I see. That makes sense. I guess I'm curious, though, just the, you know, the connection with Alan
Dulles leading the Warren Commission and actually looking into the assassination of Kennedy.
And Kennedy's, I guess, you know, the conflict with him, if I'm not mistaken, he removed him
from the CIA prior to...
He did.
After the Bay of Pigs, he gets rid of Alan Duff, Alan Dulles.
And this is a huge stain on his career.
His legacy is tarnished.
He's extremely embarrassed.
The guy that basically created the CIA is now kicked out by the president.
And then that same guy is now in charge of...
looking into who assassinated.
It's part of the Warren Commission.
Which seems like a conflict of interest if you ask.
Well, you're asked to investigate the assassination of the president of the United States.
Also, your enemy.
Murder 101, murder investigation 101, as any homicide detective will tell you, is you identify
all the suspects.
And you try to do that within 72 hours.
And within 72 hours, the number one suspect, Lee Harvey Oswald,
was murdered. So that becomes a big problem, but it becomes even more of a problem if you don't
look at all the possible suspects there. And I know that, for instance, Gerald Ford, who was then
a congressman on the Warren Commission and later becomes president. In fact, he's present when a lot of
this stuff begins to come out into the open about what was going on in the attempts to kill Castro
by the CIA.

DATASET ROWS ->

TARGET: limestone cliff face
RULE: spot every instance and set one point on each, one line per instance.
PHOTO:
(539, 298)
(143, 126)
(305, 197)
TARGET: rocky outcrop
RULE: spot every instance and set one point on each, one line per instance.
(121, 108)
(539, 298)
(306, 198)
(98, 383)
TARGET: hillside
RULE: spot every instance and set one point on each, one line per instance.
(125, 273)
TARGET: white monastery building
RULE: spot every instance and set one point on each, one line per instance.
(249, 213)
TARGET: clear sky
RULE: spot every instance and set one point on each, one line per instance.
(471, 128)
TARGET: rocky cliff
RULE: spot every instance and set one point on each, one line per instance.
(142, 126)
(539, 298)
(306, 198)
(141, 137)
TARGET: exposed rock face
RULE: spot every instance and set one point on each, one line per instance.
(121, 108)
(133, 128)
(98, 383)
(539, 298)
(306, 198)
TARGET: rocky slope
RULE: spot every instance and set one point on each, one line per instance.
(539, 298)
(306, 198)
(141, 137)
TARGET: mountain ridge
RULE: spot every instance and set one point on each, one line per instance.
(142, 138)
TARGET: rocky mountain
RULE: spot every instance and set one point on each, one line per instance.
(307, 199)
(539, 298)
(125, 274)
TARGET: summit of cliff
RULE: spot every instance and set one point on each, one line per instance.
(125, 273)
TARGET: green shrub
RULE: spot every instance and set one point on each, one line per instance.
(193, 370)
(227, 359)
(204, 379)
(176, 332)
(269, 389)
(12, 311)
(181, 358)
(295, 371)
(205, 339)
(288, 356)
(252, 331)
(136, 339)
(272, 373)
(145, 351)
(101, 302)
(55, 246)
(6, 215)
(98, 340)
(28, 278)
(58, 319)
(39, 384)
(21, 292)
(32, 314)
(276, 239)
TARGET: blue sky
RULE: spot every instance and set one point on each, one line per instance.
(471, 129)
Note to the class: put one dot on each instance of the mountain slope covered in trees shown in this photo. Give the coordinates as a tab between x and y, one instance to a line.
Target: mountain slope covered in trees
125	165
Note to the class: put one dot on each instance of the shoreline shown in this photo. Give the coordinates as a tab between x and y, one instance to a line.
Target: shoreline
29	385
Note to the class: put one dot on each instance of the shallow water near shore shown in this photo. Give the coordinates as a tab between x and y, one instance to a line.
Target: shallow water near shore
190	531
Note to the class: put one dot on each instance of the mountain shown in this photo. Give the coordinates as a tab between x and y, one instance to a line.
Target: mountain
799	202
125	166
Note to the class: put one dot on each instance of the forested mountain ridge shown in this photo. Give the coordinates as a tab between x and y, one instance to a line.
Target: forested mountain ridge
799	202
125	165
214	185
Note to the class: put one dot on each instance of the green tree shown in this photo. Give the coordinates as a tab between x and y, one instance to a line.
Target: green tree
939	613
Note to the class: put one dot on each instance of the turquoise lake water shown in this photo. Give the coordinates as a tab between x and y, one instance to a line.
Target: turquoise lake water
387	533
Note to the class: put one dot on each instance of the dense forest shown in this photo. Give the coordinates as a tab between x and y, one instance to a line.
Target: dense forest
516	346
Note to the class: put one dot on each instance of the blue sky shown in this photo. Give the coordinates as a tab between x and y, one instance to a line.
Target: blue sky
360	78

THE PROBLEM ->
List every person the transcript about Alan Dulles and the Warren Commission names, giving each one once. Rely only on the transcript for this.

WRITTEN ANSWER ->
- Alan Dulles
- Kennedy
- Lee Harvey Oswald
- Gerald Ford
- Castro